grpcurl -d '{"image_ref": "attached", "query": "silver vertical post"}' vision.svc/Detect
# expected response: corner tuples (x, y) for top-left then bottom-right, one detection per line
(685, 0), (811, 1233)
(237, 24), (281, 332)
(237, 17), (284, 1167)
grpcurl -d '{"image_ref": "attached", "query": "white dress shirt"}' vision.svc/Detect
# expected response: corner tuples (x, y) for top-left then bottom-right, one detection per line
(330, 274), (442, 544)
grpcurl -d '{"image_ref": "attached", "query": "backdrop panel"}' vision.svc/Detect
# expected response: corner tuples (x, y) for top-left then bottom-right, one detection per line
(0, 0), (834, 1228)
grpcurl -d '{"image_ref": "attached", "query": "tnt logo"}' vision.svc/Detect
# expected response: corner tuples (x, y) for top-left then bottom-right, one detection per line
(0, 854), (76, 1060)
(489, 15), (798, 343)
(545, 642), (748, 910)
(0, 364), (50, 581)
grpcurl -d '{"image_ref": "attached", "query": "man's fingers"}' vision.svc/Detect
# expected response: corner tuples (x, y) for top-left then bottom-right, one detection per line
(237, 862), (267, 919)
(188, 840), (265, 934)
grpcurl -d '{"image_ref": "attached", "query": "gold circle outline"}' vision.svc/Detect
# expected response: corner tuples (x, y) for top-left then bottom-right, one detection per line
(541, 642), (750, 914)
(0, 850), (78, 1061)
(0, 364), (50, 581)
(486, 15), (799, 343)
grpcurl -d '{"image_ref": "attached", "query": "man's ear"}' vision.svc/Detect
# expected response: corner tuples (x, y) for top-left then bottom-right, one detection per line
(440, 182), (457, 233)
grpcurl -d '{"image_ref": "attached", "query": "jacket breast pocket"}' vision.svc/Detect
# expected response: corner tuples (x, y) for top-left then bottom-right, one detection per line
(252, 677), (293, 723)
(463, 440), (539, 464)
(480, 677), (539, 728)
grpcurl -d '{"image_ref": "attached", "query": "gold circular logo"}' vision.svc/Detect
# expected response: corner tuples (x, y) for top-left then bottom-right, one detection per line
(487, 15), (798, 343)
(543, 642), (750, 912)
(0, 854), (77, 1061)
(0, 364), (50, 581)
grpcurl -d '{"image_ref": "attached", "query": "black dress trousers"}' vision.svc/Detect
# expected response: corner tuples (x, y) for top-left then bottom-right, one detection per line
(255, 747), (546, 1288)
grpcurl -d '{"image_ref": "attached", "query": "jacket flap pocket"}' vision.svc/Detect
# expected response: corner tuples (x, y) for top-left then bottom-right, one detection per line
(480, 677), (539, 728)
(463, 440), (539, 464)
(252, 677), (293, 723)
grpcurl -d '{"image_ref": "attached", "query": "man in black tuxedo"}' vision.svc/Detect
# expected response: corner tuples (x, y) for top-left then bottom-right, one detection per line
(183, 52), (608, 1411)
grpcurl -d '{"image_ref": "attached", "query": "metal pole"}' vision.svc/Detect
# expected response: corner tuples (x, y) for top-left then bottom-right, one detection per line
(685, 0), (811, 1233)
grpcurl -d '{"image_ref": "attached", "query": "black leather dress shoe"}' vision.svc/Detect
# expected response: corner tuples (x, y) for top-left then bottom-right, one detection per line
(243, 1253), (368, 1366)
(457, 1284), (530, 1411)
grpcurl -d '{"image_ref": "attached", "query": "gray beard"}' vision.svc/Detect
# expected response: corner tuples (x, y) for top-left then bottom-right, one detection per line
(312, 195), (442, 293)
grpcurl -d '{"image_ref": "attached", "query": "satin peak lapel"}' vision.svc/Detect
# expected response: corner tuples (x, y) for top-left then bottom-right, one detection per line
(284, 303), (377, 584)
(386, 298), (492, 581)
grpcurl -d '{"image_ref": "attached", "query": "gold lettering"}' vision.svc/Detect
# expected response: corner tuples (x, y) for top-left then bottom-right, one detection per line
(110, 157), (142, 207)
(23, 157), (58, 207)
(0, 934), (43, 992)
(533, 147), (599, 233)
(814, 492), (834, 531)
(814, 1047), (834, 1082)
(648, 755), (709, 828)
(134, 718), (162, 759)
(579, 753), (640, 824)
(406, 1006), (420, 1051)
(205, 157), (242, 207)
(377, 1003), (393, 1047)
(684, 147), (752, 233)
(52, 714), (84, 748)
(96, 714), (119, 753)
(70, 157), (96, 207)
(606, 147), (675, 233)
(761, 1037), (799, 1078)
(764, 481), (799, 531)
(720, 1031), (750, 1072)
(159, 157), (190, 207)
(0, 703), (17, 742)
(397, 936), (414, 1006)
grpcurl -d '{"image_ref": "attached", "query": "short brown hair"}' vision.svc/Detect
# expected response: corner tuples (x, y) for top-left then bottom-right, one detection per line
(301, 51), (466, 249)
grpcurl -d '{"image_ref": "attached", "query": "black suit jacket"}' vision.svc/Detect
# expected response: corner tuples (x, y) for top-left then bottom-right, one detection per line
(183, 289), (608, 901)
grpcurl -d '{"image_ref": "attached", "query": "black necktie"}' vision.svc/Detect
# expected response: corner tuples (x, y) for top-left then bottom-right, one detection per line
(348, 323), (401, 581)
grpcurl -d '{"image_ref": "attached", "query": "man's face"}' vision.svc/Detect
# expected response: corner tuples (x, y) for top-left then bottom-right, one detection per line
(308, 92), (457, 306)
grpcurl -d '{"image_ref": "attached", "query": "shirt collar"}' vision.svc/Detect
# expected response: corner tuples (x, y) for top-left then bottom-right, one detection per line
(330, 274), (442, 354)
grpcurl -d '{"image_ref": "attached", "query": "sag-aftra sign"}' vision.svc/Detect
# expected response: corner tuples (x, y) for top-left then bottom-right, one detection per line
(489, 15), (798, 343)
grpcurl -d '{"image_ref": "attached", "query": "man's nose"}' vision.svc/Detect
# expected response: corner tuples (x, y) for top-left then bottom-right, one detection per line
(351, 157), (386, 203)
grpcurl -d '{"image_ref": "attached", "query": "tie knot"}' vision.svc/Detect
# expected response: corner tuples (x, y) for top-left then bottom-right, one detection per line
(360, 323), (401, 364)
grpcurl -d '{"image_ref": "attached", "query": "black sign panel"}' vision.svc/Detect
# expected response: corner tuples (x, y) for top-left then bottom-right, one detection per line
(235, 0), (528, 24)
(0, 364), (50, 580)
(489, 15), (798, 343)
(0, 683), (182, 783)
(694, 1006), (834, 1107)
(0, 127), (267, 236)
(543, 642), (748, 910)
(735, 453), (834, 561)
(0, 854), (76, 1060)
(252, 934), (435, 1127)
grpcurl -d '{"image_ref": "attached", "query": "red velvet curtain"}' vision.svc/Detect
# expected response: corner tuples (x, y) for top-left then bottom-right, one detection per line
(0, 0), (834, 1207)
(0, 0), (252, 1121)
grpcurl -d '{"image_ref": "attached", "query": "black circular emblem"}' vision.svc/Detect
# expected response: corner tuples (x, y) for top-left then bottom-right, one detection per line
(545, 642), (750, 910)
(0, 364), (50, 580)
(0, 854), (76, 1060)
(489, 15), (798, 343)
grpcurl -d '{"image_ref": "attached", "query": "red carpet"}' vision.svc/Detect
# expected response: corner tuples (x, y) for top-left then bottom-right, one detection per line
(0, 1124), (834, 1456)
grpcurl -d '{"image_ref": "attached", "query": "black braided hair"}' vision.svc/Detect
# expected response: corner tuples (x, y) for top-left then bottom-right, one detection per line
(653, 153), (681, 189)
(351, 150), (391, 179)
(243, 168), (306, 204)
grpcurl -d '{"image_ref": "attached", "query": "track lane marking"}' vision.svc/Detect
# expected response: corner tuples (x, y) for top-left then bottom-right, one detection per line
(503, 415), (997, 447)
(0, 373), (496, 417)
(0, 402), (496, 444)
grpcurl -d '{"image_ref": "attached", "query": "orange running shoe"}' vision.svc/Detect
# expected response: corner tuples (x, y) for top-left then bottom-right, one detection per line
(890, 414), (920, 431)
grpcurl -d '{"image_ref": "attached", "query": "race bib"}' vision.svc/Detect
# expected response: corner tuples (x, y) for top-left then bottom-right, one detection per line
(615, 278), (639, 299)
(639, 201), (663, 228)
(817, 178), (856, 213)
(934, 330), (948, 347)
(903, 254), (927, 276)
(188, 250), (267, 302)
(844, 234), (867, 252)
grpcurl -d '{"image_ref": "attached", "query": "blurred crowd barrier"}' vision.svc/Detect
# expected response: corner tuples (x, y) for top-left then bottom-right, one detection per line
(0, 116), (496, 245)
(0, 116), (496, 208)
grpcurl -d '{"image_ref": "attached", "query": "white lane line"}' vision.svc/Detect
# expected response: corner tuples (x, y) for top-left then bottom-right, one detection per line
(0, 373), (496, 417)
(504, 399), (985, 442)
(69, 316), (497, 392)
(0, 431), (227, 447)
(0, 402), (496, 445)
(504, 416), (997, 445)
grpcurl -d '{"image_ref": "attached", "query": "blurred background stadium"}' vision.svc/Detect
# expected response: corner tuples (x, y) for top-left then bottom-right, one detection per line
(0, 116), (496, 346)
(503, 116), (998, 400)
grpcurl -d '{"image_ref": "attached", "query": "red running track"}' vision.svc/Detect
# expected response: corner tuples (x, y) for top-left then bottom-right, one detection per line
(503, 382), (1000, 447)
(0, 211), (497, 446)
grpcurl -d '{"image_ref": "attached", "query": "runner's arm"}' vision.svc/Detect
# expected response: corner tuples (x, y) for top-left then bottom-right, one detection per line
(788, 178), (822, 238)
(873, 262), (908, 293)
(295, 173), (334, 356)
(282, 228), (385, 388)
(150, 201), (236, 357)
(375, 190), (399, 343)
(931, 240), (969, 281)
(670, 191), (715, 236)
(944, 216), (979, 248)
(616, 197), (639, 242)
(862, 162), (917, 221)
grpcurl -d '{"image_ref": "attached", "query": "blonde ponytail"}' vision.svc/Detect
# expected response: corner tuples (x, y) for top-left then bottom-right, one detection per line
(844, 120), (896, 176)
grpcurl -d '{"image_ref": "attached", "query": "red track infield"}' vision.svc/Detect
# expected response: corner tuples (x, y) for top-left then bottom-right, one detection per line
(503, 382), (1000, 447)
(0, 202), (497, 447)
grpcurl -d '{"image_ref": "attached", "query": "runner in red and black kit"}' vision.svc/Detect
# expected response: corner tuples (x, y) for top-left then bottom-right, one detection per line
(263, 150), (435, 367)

========

- [WRITTEN REQUEST]
Reproduce the material word for word, starting with its first line and going on through the line with "(440, 182), (457, 233)", with both of those lines included.

- [SOLUTION FOR THIS PROBLEM]
grpcurl -d '{"image_ref": "attached", "query": "silver vertical post"}' vision.svc/Detect
# expected response: corner tuples (x, y) for top-left then bottom-right, one detection per line
(685, 0), (811, 1233)
(237, 24), (281, 332)
(237, 17), (284, 1167)
grpcurl -d '{"image_ref": "attached", "query": "white dress shirt"}' vision.svc/Detect
# expected response: corner tuples (x, y) for top-left then bottom-right, one detection per line
(330, 274), (442, 544)
grpcurl -d '{"image_ref": "attached", "query": "backdrop panel"}' vision.svc/Detect
# expected response: corner tuples (x, y) for top-left then bottom-right, one detection per line
(0, 0), (834, 1228)
grpcurl -d '{"image_ref": "attached", "query": "tnt logo"}' vision.svc/Detect
# expected response: corner tuples (x, y) for top-left then bottom-right, one detection per line
(0, 854), (76, 1060)
(489, 15), (798, 343)
(545, 642), (748, 910)
(0, 364), (50, 581)
grpcurl -d '{"image_ref": "attached", "query": "man's fingers"}' vision.svc/Detect
# expected response: corner tuples (x, y) for top-left then bottom-right, one detection per line
(237, 862), (267, 919)
(188, 840), (265, 934)
grpcurl -d '{"image_ref": "attached", "query": "gold circle outline"}' vision.svc/Detect
# expected response: corner tuples (x, y) for top-left then bottom-right, one detection per line
(541, 642), (750, 914)
(0, 850), (78, 1061)
(0, 364), (50, 581)
(486, 15), (799, 343)
grpcurl -d '{"image_ref": "attached", "query": "man's ear"}' vision.svc/Detect
# expected response: corner tuples (x, y) for top-left then bottom-right, one detection per line
(440, 182), (457, 233)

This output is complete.